» **EXERCISE OBJECTIVE**: From the Sonic Superstars review below, write out word for word the passage between "Let’s start off" and "to go over.", inclusive.

» **SELECTED EXCERPT**:
This review contains spoilers

“I think I’m done with the Sonic series.”

This was something said around the year 2020 by me. I just didn’t really have much hope in the franchise for many years. Thought Forces was mediocre, thought TSR was mediocre, thought the first movie was decent at best. When Sonic Frontiers was first shown off it would just be another dud trying to copy what others were doing. Surprisingly it was a good game though my opinion has gone down on it over the past 11 months I think it’s been out. Still it gave me some hope and while the second Sonic movie was still just decent I did see it as a better movie. Which now leads into Superstars. (Warning big spoilers will be in this).

When the game was first revealed I was curious but not hyped especially due to the questionable presentation and $60 price tag. I also had no hope the Switch port would be good considering every Sonic game after Forces have had some downgrades besides maybe Origins. I never bought it so I’m assuming it’s basically the same besides worse resolution on the cutscenes. It was also revealed Arzest was making it and I hate them. They were the ones responsible for some of the most mediocre games out there like Hey Pikmin, Yoshi’s New Island and Wii Play Motion. (Edit again umm IDK why I wrote Hey Pikmin here because I haven't even played or seen the game outside of trailers, so apologies to anyone who likes that game). They are in the same tier as ND Cube for “Please no.” Despite it all, I had confidence we would have another Mania on our hands especially with some hyping it up.

I wanna make it clear, this won’t be detailed. This will be the story of how I now have trust issues buying new games and how Sonic Superstars is one of the biggest examples of Buyer’s Remorse I’ve ever had.

Let’s start off with the fact that the game gives a good first impression, the intro cutscene is nice, the first few zones are fun and the physics are mostly accurate. They at least seem to be very close or identical to Mania. (Edit here uhh I don't think this is actually correct, sorry for the misinformation). I was having a good time for a lot of the journey thinking that while it’s not the best game ever, it’s still good. Maybe I’ll warm up to it more on later playthroughs. Then the last quarter of the game arrived and I was pissed. I was angry. It was a feeling that shocked me and kind of made me depressed afterwards. Level design in the later zones is terrible and just doesn’t have the same good flow it was having before. But there’s a lot of other things to go over.

First those special stages, they are all mostly easy except that 5th one until you figure out holding left for most of it makes it pretty easy. You’re swinging on items to reach the emerald and while it’s confusing at first, you’ll understand it quickly but they have such little depth. I appreciate the new idea but it needs work. There’s also the emerald powers that range from don’t match the level design well or so situational they feel like a waste of space. I like the idea of it but the game doesn’t make level design well around them for both of the wrong reasons.

» **RECORDS SUPPLIED**:
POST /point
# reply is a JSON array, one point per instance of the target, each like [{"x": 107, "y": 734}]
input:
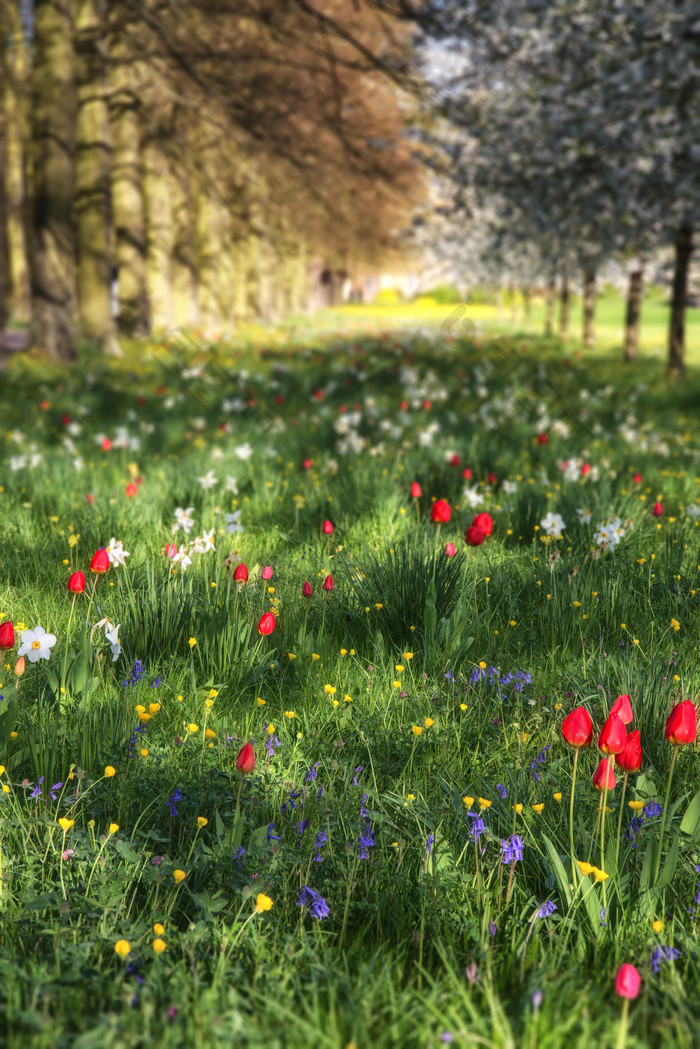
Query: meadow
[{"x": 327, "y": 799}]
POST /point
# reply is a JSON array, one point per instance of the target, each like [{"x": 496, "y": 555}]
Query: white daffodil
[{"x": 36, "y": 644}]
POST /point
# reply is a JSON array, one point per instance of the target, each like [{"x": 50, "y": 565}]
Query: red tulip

» **IN RESPONSE**:
Let’s start off with the fact that the game gives a good first impression, the intro cutscene is nice, the first few zones are fun and the physics are mostly accurate. They at least seem to be very close or identical to Mania. (Edit here uhh I don't think this is actually correct, sorry for the misinformation). I was having a good time for a lot of the journey thinking that while it’s not the best game ever, it’s still good. Maybe I’ll warm up to it more on later playthroughs. Then the last quarter of the game arrived and I was pissed. I was angry. It was a feeling that shocked me and kind of made me depressed afterwards. Level design in the later zones is terrible and just doesn’t have the same good flow it was having before. But there’s a lot of other things to go over.